## EXERCISE AIM:
Go to the line in the entries below that holds "Target: broad hosta leaf" and repeat exactly from there through the line that holds "Return one point per instance of the green shrub", inclusive.

## DATA SHOWN:
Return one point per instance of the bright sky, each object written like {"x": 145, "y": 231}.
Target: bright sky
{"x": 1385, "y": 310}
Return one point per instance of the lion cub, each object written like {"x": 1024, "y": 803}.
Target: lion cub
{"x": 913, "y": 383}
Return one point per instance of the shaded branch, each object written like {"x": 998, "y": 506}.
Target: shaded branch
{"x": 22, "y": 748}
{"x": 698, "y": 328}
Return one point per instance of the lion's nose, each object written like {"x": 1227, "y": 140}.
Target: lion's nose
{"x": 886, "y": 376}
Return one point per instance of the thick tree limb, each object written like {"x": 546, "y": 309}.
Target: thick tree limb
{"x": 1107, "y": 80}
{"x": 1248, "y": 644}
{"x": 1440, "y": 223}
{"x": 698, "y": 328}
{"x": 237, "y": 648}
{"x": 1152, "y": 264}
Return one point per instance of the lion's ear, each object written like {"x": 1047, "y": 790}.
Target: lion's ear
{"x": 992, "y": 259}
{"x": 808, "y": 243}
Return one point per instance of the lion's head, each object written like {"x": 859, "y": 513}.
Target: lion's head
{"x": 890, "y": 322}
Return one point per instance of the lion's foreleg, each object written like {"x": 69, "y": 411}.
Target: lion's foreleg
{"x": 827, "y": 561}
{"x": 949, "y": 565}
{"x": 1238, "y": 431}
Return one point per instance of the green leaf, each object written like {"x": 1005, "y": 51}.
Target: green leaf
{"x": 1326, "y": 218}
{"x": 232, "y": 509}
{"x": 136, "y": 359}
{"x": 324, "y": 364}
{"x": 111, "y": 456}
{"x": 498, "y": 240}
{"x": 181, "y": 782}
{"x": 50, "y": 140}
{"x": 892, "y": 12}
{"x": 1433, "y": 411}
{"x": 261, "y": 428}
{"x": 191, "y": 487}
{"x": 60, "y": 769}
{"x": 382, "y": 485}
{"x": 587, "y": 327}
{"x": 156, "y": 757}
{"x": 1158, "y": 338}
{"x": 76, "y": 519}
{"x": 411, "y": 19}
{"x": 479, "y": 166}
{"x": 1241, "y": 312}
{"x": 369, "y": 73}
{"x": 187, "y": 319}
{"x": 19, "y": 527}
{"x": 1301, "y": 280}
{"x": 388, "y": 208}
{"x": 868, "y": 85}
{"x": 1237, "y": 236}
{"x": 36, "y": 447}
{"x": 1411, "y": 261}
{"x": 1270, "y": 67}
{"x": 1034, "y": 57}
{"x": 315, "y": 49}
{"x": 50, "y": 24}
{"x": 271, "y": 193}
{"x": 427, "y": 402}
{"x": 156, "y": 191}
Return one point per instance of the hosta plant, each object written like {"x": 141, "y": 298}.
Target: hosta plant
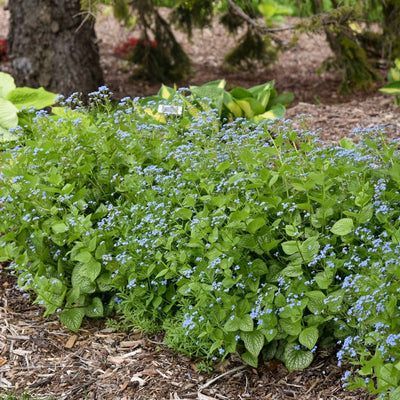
{"x": 393, "y": 87}
{"x": 14, "y": 100}
{"x": 231, "y": 236}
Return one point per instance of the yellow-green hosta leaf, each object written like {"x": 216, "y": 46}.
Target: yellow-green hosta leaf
{"x": 6, "y": 84}
{"x": 240, "y": 93}
{"x": 262, "y": 92}
{"x": 277, "y": 111}
{"x": 391, "y": 88}
{"x": 166, "y": 92}
{"x": 250, "y": 106}
{"x": 29, "y": 97}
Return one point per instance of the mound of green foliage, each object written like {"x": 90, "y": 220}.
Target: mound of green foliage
{"x": 229, "y": 235}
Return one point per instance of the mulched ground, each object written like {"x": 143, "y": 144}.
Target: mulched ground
{"x": 39, "y": 356}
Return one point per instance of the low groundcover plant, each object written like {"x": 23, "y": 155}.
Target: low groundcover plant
{"x": 229, "y": 236}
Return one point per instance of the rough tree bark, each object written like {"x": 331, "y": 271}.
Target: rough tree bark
{"x": 391, "y": 28}
{"x": 52, "y": 45}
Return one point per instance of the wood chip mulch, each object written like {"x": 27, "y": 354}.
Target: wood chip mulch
{"x": 41, "y": 357}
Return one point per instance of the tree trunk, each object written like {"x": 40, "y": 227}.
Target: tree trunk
{"x": 53, "y": 46}
{"x": 391, "y": 28}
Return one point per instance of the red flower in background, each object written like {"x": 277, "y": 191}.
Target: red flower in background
{"x": 3, "y": 50}
{"x": 127, "y": 47}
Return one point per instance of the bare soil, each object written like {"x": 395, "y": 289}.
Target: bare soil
{"x": 40, "y": 356}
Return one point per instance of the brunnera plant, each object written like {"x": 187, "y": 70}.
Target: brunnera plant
{"x": 229, "y": 236}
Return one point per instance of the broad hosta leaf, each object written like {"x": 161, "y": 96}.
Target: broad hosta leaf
{"x": 253, "y": 341}
{"x": 342, "y": 227}
{"x": 72, "y": 318}
{"x": 277, "y": 111}
{"x": 309, "y": 337}
{"x": 296, "y": 359}
{"x": 6, "y": 84}
{"x": 28, "y": 97}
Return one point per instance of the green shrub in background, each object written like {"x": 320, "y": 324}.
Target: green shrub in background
{"x": 230, "y": 236}
{"x": 256, "y": 103}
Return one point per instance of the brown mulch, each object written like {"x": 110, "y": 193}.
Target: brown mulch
{"x": 40, "y": 356}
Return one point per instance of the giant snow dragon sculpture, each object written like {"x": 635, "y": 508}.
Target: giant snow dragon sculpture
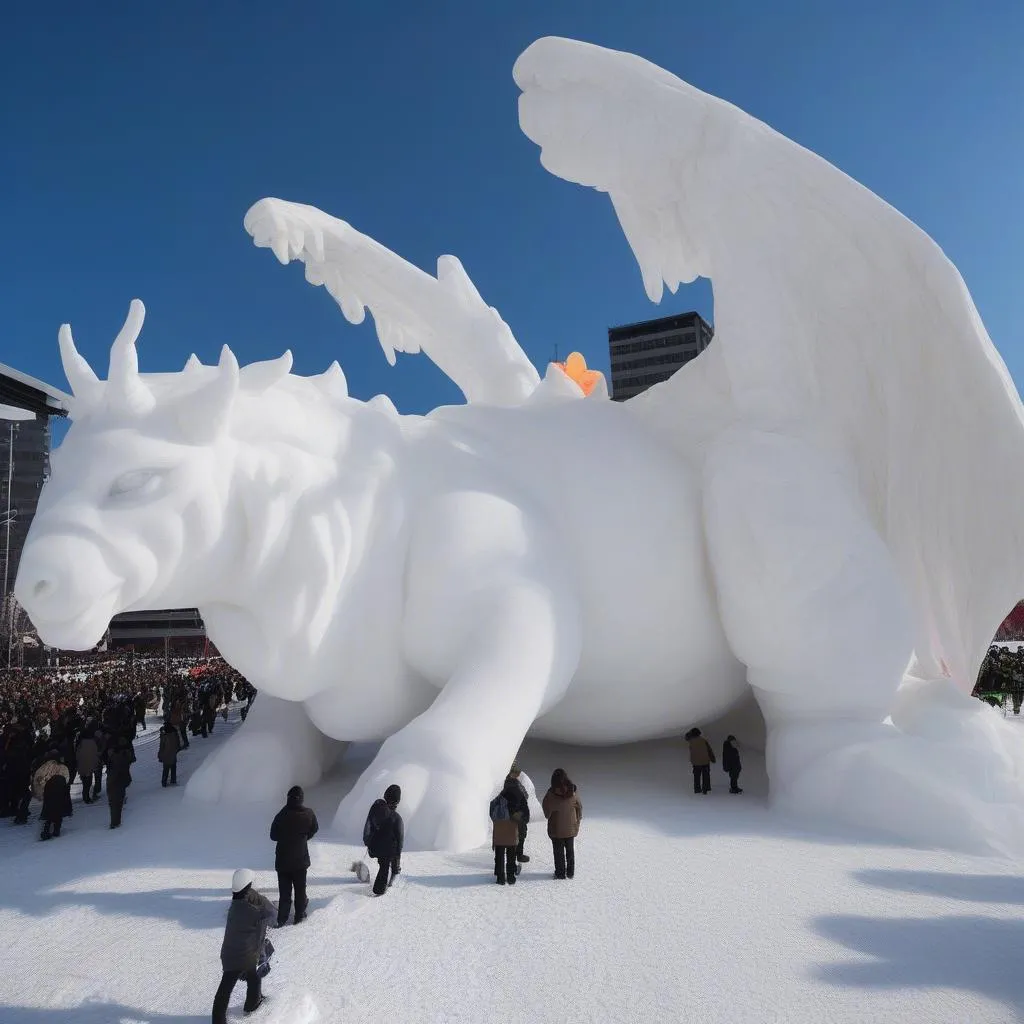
{"x": 822, "y": 507}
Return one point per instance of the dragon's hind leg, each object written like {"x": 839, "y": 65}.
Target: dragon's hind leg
{"x": 812, "y": 604}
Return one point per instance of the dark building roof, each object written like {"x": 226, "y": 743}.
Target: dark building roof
{"x": 27, "y": 392}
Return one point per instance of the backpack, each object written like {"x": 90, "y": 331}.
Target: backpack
{"x": 499, "y": 809}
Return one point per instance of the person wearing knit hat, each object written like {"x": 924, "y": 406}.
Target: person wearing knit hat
{"x": 245, "y": 951}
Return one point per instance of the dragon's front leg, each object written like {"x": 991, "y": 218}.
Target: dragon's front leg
{"x": 497, "y": 617}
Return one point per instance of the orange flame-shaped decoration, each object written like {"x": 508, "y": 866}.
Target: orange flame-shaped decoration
{"x": 576, "y": 369}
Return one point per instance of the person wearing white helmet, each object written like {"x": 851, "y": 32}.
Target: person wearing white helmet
{"x": 243, "y": 952}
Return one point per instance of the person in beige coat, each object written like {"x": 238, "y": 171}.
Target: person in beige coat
{"x": 564, "y": 812}
{"x": 701, "y": 758}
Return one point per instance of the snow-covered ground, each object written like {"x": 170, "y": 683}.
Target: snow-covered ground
{"x": 684, "y": 908}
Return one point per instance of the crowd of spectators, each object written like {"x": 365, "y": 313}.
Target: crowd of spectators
{"x": 78, "y": 721}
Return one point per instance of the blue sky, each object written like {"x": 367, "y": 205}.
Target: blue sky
{"x": 133, "y": 137}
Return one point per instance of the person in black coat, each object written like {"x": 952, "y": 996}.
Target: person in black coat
{"x": 384, "y": 835}
{"x": 245, "y": 935}
{"x": 56, "y": 800}
{"x": 119, "y": 758}
{"x": 730, "y": 763}
{"x": 293, "y": 826}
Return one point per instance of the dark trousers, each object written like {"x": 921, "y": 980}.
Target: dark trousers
{"x": 387, "y": 868}
{"x": 564, "y": 850}
{"x": 22, "y": 806}
{"x": 519, "y": 851}
{"x": 226, "y": 986}
{"x": 287, "y": 882}
{"x": 116, "y": 798}
{"x": 505, "y": 864}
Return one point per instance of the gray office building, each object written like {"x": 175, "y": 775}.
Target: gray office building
{"x": 646, "y": 353}
{"x": 25, "y": 455}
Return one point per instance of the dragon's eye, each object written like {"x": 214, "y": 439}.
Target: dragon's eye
{"x": 137, "y": 483}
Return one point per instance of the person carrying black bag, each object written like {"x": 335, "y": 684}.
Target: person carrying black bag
{"x": 293, "y": 826}
{"x": 245, "y": 945}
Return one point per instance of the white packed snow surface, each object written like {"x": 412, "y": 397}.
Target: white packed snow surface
{"x": 684, "y": 908}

## COMPLETED TASK:
Target: broad hosta leaf
{"x": 253, "y": 341}
{"x": 342, "y": 227}
{"x": 72, "y": 318}
{"x": 277, "y": 111}
{"x": 309, "y": 337}
{"x": 296, "y": 359}
{"x": 6, "y": 84}
{"x": 28, "y": 97}
Return one point per instance of the green shrub in background, each object written like {"x": 320, "y": 324}.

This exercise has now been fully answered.